* [Given records]:
+++

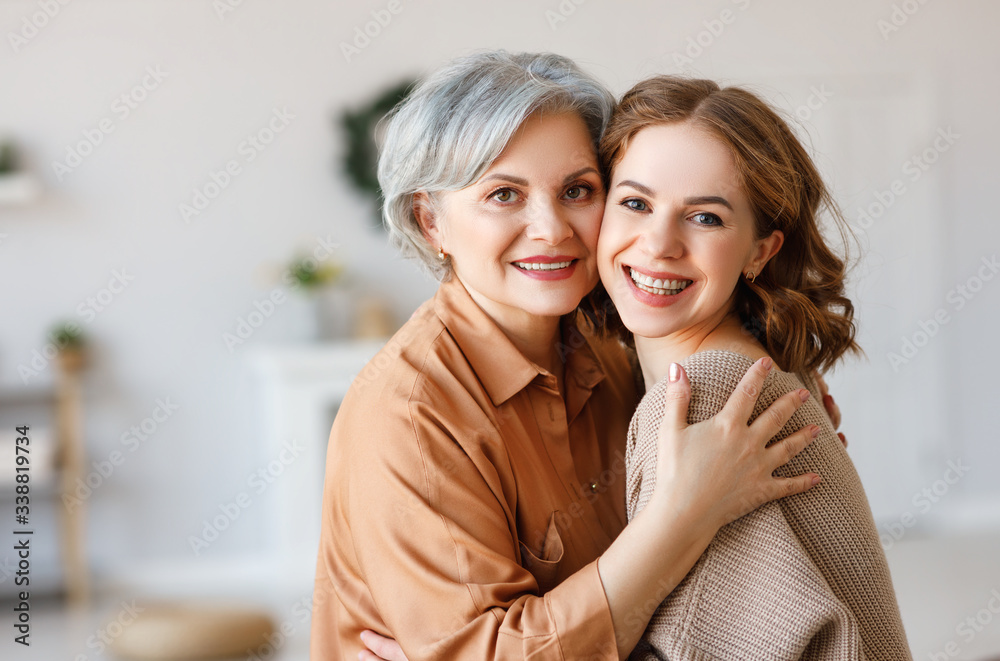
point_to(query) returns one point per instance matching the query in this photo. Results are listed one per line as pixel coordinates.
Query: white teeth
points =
(539, 266)
(657, 286)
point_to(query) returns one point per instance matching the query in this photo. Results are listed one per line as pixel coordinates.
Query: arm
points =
(380, 648)
(644, 564)
(797, 562)
(661, 545)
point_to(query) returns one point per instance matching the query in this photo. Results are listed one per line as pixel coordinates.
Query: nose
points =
(664, 238)
(549, 222)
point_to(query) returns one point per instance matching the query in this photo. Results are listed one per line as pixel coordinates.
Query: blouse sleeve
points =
(432, 536)
(804, 577)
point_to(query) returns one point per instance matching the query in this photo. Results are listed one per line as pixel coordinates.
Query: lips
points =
(656, 289)
(547, 267)
(665, 286)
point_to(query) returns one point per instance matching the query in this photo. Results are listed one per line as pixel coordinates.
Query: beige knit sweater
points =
(800, 578)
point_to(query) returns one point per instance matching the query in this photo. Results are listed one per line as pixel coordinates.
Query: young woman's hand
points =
(720, 469)
(380, 648)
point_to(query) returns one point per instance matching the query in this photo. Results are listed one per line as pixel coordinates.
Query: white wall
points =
(162, 336)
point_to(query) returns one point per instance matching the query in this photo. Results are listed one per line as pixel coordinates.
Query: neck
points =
(656, 353)
(535, 336)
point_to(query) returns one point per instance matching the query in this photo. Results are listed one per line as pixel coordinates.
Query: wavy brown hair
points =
(796, 306)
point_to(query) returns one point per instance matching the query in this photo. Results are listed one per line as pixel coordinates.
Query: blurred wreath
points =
(360, 161)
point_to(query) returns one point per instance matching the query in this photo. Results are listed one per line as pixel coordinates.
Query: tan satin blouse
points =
(467, 500)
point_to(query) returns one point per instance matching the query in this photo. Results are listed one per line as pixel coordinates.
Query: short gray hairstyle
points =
(457, 121)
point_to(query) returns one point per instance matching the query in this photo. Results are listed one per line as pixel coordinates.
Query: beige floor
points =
(940, 583)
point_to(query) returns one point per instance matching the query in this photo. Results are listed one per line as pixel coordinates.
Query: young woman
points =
(474, 505)
(711, 252)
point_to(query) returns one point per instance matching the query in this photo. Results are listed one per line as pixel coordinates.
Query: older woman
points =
(474, 499)
(713, 256)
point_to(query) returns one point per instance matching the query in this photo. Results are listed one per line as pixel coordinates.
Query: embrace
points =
(605, 435)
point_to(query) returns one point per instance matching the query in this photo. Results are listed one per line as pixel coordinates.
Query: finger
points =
(785, 450)
(382, 647)
(832, 409)
(823, 388)
(675, 409)
(783, 487)
(743, 400)
(774, 417)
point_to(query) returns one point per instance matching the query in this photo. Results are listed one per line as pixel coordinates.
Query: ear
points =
(426, 213)
(765, 249)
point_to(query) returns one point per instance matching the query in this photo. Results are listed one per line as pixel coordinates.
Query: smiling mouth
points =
(651, 285)
(543, 266)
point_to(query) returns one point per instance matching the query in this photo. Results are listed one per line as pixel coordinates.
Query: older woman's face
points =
(523, 238)
(678, 232)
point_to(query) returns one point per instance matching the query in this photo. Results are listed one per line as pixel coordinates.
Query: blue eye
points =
(503, 195)
(634, 204)
(709, 219)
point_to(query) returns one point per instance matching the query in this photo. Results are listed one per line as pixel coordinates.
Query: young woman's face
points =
(678, 232)
(523, 238)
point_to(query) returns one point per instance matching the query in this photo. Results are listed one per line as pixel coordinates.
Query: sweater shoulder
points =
(714, 376)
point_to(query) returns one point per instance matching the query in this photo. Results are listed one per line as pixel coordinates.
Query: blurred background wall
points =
(896, 98)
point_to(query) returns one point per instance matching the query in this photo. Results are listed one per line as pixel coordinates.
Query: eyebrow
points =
(690, 201)
(520, 181)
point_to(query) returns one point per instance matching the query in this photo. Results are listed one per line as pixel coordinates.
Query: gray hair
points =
(456, 122)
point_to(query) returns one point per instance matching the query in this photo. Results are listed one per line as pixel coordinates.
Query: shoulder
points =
(414, 389)
(714, 376)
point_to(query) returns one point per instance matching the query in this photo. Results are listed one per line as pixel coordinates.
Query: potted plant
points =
(71, 344)
(325, 283)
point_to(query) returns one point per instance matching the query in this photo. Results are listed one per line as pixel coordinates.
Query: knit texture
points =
(803, 577)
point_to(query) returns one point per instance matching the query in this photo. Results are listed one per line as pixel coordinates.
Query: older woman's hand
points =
(380, 648)
(831, 407)
(722, 468)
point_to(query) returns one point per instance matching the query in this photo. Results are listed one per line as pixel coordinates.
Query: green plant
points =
(8, 158)
(361, 157)
(312, 275)
(67, 335)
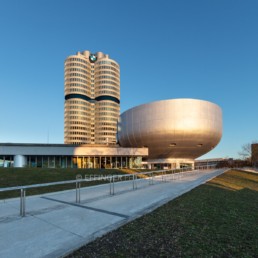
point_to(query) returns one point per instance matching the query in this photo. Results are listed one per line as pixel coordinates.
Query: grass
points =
(217, 219)
(28, 176)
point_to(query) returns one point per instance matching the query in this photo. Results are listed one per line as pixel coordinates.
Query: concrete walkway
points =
(55, 225)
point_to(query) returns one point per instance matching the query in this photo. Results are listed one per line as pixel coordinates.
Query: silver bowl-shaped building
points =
(176, 129)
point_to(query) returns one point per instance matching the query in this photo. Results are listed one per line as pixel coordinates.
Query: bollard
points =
(113, 185)
(78, 192)
(110, 185)
(22, 202)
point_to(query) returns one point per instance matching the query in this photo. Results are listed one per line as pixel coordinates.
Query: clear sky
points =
(203, 49)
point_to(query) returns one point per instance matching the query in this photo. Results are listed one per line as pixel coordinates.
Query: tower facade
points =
(92, 99)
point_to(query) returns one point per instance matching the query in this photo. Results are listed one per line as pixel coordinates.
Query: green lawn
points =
(28, 176)
(217, 219)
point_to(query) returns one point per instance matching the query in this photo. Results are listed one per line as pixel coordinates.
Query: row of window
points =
(77, 85)
(82, 113)
(79, 107)
(107, 129)
(75, 80)
(107, 87)
(85, 139)
(69, 117)
(106, 119)
(107, 114)
(79, 123)
(68, 70)
(108, 82)
(72, 59)
(107, 72)
(106, 108)
(105, 124)
(107, 77)
(104, 139)
(107, 62)
(77, 133)
(107, 103)
(78, 90)
(107, 92)
(79, 75)
(80, 102)
(106, 133)
(106, 67)
(76, 64)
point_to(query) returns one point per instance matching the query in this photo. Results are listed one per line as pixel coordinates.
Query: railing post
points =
(113, 185)
(78, 188)
(22, 202)
(110, 185)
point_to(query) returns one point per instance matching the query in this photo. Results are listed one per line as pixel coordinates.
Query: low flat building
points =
(70, 156)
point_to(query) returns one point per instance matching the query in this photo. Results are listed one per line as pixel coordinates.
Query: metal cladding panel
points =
(177, 128)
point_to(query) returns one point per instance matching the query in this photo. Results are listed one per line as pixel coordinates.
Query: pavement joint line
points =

+++

* [Directions for this task]: Print every entry above again without changing a word, and omit the pictures.

* [Exercise solution]:
point_to(query) returns one point per instance matching the query in this photo. Results are listed one per line as pixel coordinates.
Query: white teeth
points =
(539, 266)
(657, 286)
point_to(query) returns one point per instance matching the query in this photo. Results are listed one per line as pixel coordinates.
Query: arm
points =
(380, 648)
(644, 564)
(797, 562)
(661, 545)
point_to(query) returns one point per instance matching the query in this photo. Results are listed one per line as pixel coordinates.
Query: nose
points =
(664, 238)
(549, 222)
point_to(query) returns one point per instance matching the query in this photo. Results are listed one per line as pixel coordinates.
Query: blouse sleeve
points =
(432, 536)
(804, 577)
point_to(query) returns one point per instance matching the query in this photo. Results are listed one per line as pixel coordinates.
Query: lips
points =
(656, 289)
(547, 267)
(665, 286)
point_to(query) returns one point per instance matching the query in this photo. Results are listed one per line as pixel coordinates.
Query: beige knit sweater
points =
(800, 578)
point_to(query) returns one point per instance matching the query in this photo. Results are listed one per line as pixel coordinates.
Query: young woman's hand
points =
(720, 469)
(380, 648)
point_to(query) returns one point per instance matching the query in this photo. Results are listed one per line as pixel coordinates.
Query: white wall
points =
(162, 336)
point_to(query) returns one point per instance matching the query in this photo. Results are listed one per line as pixel coordinates.
Query: neck
points =
(656, 353)
(535, 336)
point_to(query) returns one point per instance matching the query in this photo. Results are listed one per line as pixel coordinates.
Query: wavy brown hair
points =
(796, 306)
point_to(query) returns one point per instance matching the query in this photo. Results are listed one per line as pixel coordinates.
Query: blurred wreath
points =
(360, 161)
point_to(query) returns one point per instance matching the query in this photo. Results are listed one per line as pixel coordinates.
Query: tan satin blouse
points =
(467, 500)
point_to(query) returns one point per instance matching the query in this photo. Results are listed one per line as pixel coordinates.
Query: short gray hairstyle
points =
(457, 121)
point_to(query) returns one point per instance matching the query in this photo. Results are listed one per line as pixel coordinates.
Query: beige floor
points =
(940, 583)
point_to(query) returns one point per instance matching the query in this photo. Results are listed one per line as pixel coordinates.
Query: young woman
points =
(474, 505)
(711, 252)
point_to(query) returns one point per instance matching the query in this photo. Results are listed one per line as pixel coordinates.
Query: older woman
points =
(474, 499)
(713, 256)
point_to(query) returns one point per instance matching the query in this photo. Results are listed one per line as pixel coordinates.
Query: embrace
points =
(605, 435)
point_to(query) returns one point per instance matching the query in this photo. Results are listed one per line as pixel coordinates.
Query: finger
points =
(785, 450)
(382, 647)
(832, 409)
(823, 388)
(675, 409)
(783, 487)
(743, 400)
(774, 417)
point_to(query) returns one point per instance matching the query in this photo. Results are listed one per line as pixel coordinates.
Query: ear
points =
(426, 213)
(765, 249)
point_to(query) returns one point per instance matching the query in this photo. Results are listed one per line as pixel coordinates.
Query: smiling mouth
points =
(651, 285)
(543, 266)
point_to(query) returns one point per instance matching the query in this photo. Results are listed one per line as pixel coordinates.
Query: older woman's face
points =
(523, 238)
(678, 232)
point_to(query) returns one point per instance matching the query in this photo. Results are listed one per line as pixel coordinates.
Query: blue eye
points =
(503, 195)
(634, 204)
(709, 219)
point_to(query) returns one point per instance matching the query in this photo. Results are listed one per line as pixel coordinates.
Query: young woman's face
points =
(678, 232)
(523, 238)
point_to(query) returns one point per instance matching the query in this photo. Results are listed one per line as pixel coordinates.
Query: sweater shoulder
points =
(714, 376)
point_to(query) returns one point per instance matching the query in this photo. Results are listed one per line as pixel coordinates.
Query: blurred background wall
points =
(896, 98)
point_to(query) returns one point per instance matching the query in this photo. Results are listed one per line as pixel coordinates.
Query: eyebrow
points =
(690, 201)
(520, 181)
point_to(query) returns one point per instance matching the query in this photo. Results are listed one per line as pixel coordinates.
Query: gray hair
points =
(456, 122)
point_to(query) returns one point per instance matching the query in this photo. Results are listed one per line as pixel coordinates.
Query: shoulder
points =
(414, 389)
(714, 376)
point_to(query) returns one point per instance matching the query in this photo. Results are listed one per line as pixel coordinates.
Query: potted plant
points =
(71, 344)
(325, 283)
point_to(query) returns one point per instance matching the query in this photo. Results are listed one per line as pixel coordinates.
Query: knit texture
points =
(803, 577)
point_to(query) returns one point per instance matching the query in this photo. Results are listed one per line as pixel coordinates.
Query: older woman's hand
points =
(380, 648)
(831, 407)
(722, 468)
point_to(query) returns one point per instance matching the query in this photo. Results are listed one per line as pixel coordinates.
Query: green plant
points =
(8, 158)
(361, 157)
(312, 275)
(67, 335)
point_to(query) returns one point per instance matching the query in this photo. Results are listed one per line as pixel coordinates.
Query: grass
points =
(217, 219)
(28, 176)
point_to(query) returns one point per instance matching the query in this photo. Results are listed one per line as pixel coordinates.
Query: concrete walkway
points =
(55, 225)
point_to(query) returns one point per instance matching the query in this photo. Results are listed one per line as pixel coordinates.
Query: silver bowl-shaped building
points =
(176, 129)
point_to(query) returns one point per instance matching the query in this photo. Results are listed one per line as pixel coordinates.
Query: bollard
points =
(113, 185)
(78, 192)
(110, 185)
(22, 202)
point_to(query) returns one point per instance matching the query in this photo. Results are listed one per line as pixel coordinates.
Query: clear sky
points =
(203, 49)
point_to(query) returns one point per instance matching the query in this photo. Results are listed one per line as pixel coordinates.
Query: tower facade
points =
(92, 99)
point_to(query) returns one point per instance matching the query in this photo. Results are listed one per line as pixel coordinates.
Query: green lawn
points =
(28, 176)
(217, 219)
point_to(query) returns one point per instance matching the query in this photo. Results are listed one per line as pixel coordinates.
Query: row of window
points =
(77, 85)
(82, 113)
(79, 107)
(107, 129)
(75, 80)
(107, 87)
(85, 139)
(69, 117)
(106, 119)
(107, 114)
(79, 123)
(68, 70)
(108, 82)
(72, 59)
(107, 72)
(106, 108)
(105, 124)
(107, 77)
(104, 139)
(107, 62)
(77, 133)
(107, 103)
(78, 90)
(107, 92)
(79, 75)
(80, 102)
(106, 133)
(106, 67)
(76, 64)
point_to(query) returns one point per instance matching the query in this photo. Results are listed one per line as pixel coordinates.
Query: railing post
points =
(113, 185)
(78, 188)
(22, 202)
(110, 185)
point_to(query) returns one point per instance matching the query in this photo. Results are listed one per line as pixel coordinates.
Query: low flat building
points =
(70, 156)
point_to(query) returns one point per instance matching the query in this photo. Results are listed one per line as pixel coordinates.
Query: metal cladding panel
points =
(177, 128)
point_to(query) returns one point per instance matching the query in this photo. Results are listed one per line as pixel coordinates.
Query: pavement joint line
points =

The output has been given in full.